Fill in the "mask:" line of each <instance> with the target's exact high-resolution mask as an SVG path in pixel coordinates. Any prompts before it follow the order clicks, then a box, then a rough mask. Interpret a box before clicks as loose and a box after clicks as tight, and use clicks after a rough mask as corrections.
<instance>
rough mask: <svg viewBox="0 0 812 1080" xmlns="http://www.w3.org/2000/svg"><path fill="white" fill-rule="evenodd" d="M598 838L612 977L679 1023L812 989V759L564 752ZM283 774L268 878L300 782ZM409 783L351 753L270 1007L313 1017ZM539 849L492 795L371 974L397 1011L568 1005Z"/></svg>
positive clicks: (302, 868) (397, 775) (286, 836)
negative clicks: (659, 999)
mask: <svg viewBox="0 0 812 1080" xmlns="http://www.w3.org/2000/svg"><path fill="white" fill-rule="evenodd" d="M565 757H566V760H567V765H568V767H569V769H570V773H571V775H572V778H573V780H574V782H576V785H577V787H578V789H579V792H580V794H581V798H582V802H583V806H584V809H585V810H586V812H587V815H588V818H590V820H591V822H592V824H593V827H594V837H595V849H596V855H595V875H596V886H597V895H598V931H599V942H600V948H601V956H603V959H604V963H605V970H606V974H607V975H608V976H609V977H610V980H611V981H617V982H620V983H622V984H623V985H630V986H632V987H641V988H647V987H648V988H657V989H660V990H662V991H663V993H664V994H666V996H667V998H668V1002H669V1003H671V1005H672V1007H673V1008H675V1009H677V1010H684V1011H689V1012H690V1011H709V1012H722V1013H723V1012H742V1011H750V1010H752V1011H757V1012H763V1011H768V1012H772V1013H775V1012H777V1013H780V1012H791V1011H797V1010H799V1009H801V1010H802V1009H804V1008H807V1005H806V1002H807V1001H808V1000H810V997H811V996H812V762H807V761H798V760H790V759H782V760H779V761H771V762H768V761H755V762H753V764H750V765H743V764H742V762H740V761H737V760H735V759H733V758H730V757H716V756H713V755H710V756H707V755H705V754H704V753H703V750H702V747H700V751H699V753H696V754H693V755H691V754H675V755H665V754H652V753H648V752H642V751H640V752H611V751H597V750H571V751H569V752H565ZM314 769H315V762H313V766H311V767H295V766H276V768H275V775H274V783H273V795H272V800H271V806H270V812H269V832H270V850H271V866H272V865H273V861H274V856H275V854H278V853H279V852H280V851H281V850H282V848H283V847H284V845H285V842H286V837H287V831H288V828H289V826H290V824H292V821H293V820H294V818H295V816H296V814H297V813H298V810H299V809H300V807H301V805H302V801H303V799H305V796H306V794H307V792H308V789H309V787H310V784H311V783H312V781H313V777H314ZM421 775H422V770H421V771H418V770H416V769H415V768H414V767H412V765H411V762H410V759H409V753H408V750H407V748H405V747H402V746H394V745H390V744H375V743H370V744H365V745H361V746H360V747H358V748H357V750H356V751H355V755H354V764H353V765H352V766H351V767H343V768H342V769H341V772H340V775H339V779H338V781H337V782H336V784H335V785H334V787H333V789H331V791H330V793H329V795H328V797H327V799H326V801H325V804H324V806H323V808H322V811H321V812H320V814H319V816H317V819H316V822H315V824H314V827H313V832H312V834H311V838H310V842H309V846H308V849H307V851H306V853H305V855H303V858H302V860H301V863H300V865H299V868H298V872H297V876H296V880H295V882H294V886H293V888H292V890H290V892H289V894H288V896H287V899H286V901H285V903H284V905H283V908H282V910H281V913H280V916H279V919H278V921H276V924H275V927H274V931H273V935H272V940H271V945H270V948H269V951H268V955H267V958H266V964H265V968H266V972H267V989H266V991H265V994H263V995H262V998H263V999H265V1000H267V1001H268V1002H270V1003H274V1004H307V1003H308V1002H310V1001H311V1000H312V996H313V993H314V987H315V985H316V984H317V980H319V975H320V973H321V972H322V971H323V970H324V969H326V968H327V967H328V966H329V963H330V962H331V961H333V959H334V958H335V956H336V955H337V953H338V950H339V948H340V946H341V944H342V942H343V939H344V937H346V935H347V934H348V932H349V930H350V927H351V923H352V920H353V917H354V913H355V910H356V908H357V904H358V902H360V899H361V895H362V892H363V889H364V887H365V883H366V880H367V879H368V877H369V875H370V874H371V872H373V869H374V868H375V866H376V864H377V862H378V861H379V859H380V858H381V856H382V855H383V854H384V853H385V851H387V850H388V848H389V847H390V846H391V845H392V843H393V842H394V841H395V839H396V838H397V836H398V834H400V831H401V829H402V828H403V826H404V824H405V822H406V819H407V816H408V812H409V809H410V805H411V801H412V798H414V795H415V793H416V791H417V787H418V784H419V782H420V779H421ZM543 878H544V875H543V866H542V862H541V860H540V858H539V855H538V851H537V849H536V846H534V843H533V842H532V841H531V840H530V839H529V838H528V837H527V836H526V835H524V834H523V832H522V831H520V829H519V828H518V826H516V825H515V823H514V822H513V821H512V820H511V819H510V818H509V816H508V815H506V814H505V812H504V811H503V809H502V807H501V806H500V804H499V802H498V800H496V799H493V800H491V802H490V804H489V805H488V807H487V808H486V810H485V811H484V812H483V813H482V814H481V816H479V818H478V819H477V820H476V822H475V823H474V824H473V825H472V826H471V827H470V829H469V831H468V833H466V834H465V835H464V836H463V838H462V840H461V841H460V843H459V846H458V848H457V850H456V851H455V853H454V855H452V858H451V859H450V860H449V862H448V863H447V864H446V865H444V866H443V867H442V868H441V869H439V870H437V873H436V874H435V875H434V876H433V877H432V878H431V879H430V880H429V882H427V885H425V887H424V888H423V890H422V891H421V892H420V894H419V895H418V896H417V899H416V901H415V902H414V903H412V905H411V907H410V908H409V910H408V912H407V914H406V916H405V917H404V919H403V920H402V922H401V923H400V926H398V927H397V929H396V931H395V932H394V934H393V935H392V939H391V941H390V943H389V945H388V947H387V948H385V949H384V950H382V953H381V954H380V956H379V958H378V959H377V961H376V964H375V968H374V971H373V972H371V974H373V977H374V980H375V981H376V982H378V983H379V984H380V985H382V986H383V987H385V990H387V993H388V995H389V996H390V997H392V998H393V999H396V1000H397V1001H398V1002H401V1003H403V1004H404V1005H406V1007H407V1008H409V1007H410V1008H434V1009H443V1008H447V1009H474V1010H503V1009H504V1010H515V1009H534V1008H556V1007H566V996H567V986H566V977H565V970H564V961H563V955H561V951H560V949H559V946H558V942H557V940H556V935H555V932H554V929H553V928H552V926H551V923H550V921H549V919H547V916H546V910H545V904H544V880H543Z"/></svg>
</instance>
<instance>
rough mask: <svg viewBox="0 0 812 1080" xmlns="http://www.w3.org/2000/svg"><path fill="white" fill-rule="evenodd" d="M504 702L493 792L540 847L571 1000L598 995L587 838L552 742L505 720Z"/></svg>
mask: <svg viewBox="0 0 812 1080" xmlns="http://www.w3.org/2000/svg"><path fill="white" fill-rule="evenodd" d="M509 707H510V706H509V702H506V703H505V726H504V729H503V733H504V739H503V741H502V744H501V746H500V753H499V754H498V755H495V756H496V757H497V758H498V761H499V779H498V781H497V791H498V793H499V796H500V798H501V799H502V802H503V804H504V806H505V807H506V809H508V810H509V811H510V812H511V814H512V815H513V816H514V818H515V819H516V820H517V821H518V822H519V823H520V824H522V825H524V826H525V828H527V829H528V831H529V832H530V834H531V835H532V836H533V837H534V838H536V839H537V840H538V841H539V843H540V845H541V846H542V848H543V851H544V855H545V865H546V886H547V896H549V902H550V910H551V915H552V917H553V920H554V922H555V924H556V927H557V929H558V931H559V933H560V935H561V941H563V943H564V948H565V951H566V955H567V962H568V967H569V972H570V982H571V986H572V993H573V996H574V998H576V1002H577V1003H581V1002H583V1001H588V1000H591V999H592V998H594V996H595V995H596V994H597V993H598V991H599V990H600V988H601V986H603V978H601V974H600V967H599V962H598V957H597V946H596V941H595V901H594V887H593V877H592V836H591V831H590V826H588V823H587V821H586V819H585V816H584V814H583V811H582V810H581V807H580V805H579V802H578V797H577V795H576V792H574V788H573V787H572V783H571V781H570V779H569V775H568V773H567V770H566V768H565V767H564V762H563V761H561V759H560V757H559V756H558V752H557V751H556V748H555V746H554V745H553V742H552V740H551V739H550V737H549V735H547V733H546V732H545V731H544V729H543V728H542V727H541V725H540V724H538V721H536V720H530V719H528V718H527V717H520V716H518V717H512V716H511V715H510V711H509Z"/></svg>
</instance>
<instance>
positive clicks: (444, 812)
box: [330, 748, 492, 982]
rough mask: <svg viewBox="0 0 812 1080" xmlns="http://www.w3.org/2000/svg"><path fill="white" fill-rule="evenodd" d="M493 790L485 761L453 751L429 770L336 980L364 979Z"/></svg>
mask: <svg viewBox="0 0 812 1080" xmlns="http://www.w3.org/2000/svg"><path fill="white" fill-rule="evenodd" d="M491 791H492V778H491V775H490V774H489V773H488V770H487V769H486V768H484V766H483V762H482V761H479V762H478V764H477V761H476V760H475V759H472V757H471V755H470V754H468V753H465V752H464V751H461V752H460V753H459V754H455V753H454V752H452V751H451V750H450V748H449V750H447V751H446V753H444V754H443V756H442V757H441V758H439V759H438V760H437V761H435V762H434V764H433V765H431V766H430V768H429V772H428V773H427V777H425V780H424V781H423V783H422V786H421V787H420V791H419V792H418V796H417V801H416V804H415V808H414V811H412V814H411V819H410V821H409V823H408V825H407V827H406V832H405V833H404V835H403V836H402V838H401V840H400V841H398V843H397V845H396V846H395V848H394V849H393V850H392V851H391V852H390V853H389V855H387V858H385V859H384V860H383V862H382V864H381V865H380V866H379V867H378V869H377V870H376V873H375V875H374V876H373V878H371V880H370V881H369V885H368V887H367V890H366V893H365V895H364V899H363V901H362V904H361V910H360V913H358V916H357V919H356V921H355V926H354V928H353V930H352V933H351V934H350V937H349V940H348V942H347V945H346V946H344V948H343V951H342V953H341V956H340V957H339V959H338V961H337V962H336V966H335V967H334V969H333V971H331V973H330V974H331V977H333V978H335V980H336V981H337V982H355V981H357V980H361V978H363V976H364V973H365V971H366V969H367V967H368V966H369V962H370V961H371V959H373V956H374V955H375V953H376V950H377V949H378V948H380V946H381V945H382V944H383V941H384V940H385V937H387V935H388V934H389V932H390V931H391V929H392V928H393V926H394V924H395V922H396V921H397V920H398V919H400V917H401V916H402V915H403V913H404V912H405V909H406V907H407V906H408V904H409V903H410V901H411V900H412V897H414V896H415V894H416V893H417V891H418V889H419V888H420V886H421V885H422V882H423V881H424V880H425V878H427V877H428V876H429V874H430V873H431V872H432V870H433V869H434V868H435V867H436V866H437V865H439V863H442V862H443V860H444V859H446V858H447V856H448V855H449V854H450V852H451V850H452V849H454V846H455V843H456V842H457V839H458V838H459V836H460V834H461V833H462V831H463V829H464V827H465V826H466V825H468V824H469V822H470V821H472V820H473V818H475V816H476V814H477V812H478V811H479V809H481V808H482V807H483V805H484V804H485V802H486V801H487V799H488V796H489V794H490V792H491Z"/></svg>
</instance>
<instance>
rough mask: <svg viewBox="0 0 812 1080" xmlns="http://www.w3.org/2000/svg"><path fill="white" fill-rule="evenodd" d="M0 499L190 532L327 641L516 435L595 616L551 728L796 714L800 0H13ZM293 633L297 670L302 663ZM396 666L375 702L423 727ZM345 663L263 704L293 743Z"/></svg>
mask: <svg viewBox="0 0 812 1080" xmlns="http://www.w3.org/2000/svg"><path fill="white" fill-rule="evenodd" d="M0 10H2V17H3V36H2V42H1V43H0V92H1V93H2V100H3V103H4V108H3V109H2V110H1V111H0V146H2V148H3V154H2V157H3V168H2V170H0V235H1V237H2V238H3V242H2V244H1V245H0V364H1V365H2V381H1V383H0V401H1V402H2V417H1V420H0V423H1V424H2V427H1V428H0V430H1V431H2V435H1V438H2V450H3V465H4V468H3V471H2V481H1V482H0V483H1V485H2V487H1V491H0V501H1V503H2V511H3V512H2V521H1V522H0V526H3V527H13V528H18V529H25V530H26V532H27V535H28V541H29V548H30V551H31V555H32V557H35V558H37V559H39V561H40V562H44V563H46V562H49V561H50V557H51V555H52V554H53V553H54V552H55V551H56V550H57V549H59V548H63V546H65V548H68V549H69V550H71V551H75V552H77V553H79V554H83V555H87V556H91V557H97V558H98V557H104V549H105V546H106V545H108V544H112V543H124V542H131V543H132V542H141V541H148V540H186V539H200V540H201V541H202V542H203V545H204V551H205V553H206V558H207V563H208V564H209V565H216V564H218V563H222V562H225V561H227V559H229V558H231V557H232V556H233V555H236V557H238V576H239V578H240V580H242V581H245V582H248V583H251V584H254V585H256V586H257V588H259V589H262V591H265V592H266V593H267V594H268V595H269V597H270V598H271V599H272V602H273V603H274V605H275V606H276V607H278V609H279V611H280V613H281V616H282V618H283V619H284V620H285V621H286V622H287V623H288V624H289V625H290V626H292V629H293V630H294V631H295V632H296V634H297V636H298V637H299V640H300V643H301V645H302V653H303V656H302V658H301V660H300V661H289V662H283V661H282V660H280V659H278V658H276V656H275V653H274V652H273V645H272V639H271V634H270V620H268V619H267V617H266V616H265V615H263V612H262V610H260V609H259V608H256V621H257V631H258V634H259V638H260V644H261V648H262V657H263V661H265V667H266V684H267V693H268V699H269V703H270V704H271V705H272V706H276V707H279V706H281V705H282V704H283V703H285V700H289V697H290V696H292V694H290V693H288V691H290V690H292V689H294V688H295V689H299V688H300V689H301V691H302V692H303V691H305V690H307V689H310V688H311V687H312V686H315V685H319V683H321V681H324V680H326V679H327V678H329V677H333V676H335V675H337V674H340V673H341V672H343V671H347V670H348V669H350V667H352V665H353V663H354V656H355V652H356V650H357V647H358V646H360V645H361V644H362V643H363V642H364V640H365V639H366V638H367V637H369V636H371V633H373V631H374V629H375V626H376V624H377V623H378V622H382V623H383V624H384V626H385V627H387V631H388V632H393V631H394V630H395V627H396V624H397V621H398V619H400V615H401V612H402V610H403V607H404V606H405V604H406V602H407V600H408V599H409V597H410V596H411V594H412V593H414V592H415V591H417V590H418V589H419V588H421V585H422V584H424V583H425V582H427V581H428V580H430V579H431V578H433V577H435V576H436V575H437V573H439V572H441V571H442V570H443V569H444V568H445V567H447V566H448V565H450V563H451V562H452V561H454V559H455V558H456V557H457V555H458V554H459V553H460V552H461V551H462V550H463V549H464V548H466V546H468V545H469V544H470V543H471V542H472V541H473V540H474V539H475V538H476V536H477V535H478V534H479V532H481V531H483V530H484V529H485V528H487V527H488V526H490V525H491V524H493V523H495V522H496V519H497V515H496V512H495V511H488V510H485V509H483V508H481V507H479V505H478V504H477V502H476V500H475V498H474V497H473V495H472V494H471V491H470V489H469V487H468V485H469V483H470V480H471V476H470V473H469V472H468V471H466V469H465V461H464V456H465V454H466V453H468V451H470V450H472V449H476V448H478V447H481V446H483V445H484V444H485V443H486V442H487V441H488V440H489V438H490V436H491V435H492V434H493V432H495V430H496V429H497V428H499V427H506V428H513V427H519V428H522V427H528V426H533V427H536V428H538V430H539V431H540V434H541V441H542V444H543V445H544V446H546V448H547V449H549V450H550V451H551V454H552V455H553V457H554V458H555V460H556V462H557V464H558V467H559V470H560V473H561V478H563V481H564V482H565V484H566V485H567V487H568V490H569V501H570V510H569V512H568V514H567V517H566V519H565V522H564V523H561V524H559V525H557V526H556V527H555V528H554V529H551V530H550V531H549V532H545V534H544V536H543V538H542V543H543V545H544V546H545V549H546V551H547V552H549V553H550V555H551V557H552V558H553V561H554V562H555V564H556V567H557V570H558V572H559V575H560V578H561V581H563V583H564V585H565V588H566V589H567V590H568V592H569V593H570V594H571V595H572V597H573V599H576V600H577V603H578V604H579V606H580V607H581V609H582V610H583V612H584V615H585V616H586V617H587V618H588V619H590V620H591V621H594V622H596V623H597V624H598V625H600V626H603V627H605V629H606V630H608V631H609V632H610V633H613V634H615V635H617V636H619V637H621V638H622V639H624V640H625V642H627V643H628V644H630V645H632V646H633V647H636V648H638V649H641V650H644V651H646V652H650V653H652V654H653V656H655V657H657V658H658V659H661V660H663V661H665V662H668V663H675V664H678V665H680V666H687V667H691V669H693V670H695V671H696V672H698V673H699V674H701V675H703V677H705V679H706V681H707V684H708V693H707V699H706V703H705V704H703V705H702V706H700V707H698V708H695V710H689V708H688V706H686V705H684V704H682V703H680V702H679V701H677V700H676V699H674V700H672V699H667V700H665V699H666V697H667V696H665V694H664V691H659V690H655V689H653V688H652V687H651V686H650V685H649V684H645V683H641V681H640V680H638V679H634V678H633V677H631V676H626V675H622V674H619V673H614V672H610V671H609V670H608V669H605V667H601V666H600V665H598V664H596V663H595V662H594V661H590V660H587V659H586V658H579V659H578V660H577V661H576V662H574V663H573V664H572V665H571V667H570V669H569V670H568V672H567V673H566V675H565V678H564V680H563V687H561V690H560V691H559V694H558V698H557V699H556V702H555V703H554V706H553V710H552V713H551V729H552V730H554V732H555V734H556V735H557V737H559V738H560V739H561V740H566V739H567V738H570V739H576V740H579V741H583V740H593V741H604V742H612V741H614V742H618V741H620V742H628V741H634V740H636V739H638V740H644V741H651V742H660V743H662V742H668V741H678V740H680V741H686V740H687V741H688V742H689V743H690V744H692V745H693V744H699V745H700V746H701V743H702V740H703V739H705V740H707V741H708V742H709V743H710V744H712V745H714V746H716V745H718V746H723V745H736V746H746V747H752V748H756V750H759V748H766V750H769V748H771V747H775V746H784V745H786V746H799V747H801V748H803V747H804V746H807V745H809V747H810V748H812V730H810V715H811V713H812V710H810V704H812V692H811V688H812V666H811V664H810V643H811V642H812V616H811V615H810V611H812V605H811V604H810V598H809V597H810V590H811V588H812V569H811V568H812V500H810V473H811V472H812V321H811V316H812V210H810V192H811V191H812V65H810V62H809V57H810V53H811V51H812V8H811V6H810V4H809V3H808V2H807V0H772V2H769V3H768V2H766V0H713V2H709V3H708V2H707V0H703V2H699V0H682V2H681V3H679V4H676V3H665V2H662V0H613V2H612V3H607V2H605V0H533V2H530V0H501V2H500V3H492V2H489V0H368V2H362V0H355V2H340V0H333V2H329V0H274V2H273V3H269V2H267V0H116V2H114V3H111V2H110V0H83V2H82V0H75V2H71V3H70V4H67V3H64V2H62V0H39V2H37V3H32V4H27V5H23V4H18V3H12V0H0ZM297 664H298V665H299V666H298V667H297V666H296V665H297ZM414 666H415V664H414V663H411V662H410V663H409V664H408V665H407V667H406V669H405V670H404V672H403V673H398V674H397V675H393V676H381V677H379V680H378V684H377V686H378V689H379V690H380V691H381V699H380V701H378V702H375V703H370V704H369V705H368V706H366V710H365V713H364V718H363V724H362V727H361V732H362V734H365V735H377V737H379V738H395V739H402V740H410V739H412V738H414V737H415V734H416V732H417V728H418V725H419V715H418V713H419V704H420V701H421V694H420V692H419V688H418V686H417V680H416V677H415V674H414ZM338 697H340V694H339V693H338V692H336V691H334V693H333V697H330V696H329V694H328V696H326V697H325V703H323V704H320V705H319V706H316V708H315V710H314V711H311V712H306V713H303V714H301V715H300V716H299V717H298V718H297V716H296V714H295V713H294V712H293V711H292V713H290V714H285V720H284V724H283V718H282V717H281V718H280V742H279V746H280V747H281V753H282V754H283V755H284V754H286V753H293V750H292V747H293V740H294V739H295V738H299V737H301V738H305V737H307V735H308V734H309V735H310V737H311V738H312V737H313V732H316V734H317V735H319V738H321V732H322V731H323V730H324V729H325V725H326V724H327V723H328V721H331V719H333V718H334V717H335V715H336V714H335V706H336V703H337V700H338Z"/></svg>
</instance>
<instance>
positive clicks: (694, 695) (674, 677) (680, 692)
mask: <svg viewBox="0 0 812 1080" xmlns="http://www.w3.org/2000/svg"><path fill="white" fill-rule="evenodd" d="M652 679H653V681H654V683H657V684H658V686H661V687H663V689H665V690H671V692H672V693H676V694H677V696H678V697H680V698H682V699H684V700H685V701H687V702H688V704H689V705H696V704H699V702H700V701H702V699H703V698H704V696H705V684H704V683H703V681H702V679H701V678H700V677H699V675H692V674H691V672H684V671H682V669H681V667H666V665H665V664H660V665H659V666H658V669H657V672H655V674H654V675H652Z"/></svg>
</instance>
============
[What the task asks]:
Starting with the first line of the entries, transcribe every line up to and including the one with "positive clicks: (302, 868)".

[Solution]:
Fill in the "mask:" line of each <instance> with the target's exact high-resolution mask as an SVG path in pixel coordinates. Any prompts before it follow the order clicks, then a box, then a rough mask. Interpret a box before clicks as loose and a box after clicks as tight, and use clicks after a rough mask as corrections.
<instance>
rough mask: <svg viewBox="0 0 812 1080" xmlns="http://www.w3.org/2000/svg"><path fill="white" fill-rule="evenodd" d="M598 838L612 977L679 1023L812 989V759L564 752ZM283 774L268 878L300 782ZM409 783L351 753L270 1007L313 1017ZM539 849L492 795L371 974L397 1011L568 1005Z"/></svg>
positive clicks: (302, 868) (397, 775) (286, 836)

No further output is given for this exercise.